Records drawn from a collection
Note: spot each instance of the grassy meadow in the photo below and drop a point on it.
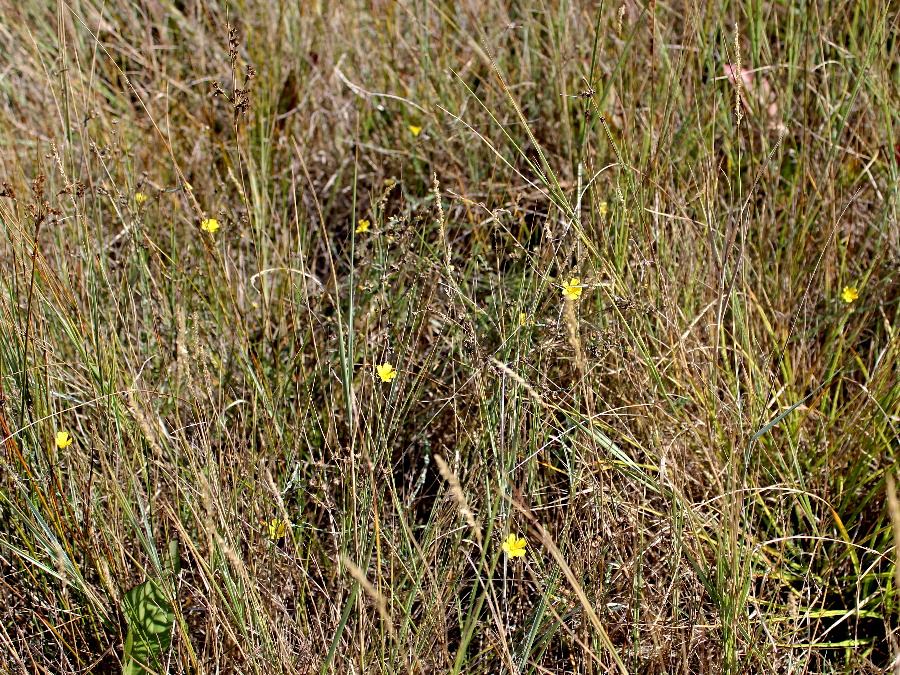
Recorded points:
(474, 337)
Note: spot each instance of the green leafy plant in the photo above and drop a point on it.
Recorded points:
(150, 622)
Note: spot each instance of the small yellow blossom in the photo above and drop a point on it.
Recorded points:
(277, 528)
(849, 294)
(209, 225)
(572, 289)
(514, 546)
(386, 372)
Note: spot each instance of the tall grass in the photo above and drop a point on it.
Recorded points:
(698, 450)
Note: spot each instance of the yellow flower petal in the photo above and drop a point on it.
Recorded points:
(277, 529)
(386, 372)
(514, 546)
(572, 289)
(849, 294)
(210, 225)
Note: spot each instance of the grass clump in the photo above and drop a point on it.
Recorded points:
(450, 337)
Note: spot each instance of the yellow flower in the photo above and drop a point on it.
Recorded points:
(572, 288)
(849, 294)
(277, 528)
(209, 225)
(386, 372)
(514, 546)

* * *

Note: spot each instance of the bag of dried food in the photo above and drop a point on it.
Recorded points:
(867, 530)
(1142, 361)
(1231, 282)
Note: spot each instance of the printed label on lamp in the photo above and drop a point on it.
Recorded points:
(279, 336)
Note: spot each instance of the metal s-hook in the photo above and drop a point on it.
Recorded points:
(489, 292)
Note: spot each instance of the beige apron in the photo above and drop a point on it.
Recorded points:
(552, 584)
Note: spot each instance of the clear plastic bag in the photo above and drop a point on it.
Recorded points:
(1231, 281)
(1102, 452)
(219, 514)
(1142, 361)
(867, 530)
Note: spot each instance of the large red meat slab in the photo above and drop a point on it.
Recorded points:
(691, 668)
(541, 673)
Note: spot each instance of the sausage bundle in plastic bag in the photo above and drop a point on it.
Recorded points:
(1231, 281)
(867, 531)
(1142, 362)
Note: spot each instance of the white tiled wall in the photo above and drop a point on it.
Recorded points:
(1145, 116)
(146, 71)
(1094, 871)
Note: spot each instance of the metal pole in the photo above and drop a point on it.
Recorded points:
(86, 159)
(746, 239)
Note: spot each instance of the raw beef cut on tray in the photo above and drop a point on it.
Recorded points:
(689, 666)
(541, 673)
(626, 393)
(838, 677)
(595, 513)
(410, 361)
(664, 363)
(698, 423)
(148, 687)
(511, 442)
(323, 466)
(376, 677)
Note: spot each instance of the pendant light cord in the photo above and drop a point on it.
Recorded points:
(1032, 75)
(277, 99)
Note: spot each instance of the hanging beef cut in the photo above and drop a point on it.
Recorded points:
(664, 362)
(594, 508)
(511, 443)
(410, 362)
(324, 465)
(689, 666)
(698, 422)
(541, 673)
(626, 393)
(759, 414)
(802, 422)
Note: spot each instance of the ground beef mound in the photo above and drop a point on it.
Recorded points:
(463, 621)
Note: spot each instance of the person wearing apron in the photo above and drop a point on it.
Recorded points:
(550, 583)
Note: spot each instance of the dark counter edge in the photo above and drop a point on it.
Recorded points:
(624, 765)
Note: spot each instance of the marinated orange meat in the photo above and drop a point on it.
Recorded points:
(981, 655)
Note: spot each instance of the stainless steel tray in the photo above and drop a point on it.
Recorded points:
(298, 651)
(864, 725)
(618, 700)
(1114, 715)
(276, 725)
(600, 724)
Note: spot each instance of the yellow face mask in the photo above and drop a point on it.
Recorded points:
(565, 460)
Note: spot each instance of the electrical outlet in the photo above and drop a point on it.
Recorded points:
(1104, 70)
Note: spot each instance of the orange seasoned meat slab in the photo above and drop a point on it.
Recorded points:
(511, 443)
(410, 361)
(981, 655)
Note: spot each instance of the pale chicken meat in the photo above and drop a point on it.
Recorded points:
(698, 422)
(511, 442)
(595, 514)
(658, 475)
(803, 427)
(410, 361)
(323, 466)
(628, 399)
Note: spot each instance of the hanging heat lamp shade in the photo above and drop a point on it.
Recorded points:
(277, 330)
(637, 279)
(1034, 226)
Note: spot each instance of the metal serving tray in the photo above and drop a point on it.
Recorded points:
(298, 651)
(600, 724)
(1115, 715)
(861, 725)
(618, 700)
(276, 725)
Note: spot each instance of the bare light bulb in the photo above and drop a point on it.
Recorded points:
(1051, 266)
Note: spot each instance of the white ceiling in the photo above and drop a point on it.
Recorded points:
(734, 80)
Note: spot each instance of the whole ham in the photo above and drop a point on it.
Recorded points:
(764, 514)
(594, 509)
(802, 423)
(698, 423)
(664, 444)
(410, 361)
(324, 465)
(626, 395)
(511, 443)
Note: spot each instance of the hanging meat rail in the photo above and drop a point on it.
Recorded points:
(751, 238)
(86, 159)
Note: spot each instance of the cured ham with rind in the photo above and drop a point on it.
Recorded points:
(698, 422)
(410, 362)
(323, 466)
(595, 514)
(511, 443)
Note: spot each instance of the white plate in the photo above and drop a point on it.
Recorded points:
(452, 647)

Your objective: List every line in the records above that contains the word "flower", copying each such line in full.

Solution to this problem:
Note: spot each instance of the yellow flower petal in the photo above and drop a point on it.
Note: spot each instance of the yellow flower in the photo above and drop a point on it.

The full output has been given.